Text shown
-=-=-

The Best Advice, by Anthony D. Fredericks

A Monthly Column by Anthony D. Fredericks

The Best Advice!

The lattes were excellent, and we were enjoying a long conversation at a local coffee shop. Both writers, we were sharing some of the things learned over decades of writing experience and dozens of published books. My friend asked, “What’s the best advice you’ve shared with prospective children’s authors?” I thought for a moment and replied, “I think the best advice I could offer any writer is that, if you want to be successful, you must read children’s books on a regular basis.”

Interestingly, when I’m introduced to folks who express a desire to pen a children’s or YA book, many believe that just because they’ve raised some children (and told them stories at bedtime) or volunteered at their child’s school, they are ready to write their own book for kids. Unfortunately, just being around kids does not adequately prepare one for writing children’s literature. We need to immerse ourselves in the culture of children’s literature. We need to know the language, the themes, the concepts, the tenor, and the presentations. And, the ONLY way to do that is to read children’s or adolescent literature on a regular basis . . . every day!

As I frequently share with aspiring authors, if they are not reading children’s books, they are putting themselves at a severe disadvantage. The books they read as former students are not the same kind of books kids read today. Reading current literature—on a regular basis—has enormous benefits. Here are just a few:

  • Introduces you to a wide range of authorial styles.
  • Shows you language patterns that resonate with readers.
  • Gets you in a literary mindset that sharpens your focus and hones your perspective.
  • Demonstrates how other authors address the beginning, middle, and ends of stories.  
  • Gives you the opportunity to compare good stories with bad stories.  
  • Allows you to see how different authors handle similar themes.  

By studying the diverse ways of presenting a story, we give ourselves an education available nowhere else. Reading a wide selection of books opens our eyes to the infinite variety of storytelling techniques and the ways in which we might approach a topic or issue.

-=-=-

Material
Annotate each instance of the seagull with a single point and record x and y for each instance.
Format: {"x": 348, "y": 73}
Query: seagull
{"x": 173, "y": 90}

-=-=-

Exercise
List every benefit of regularly reading current children's books that the column on advice for children's authors gives in its bulleted list.

Worked solution
- Introduces you to a wide range of authorial styles.
- Shows you language patterns that resonate with readers.
- Gets you in a literary mindset that sharpens your focus and hones your perspective.
- Demonstrates how other authors address the beginning, middle, and ends of stories.
- Gives you the opportunity to compare good stories with bad stories.
- Allows you to see how different authors handle similar themes.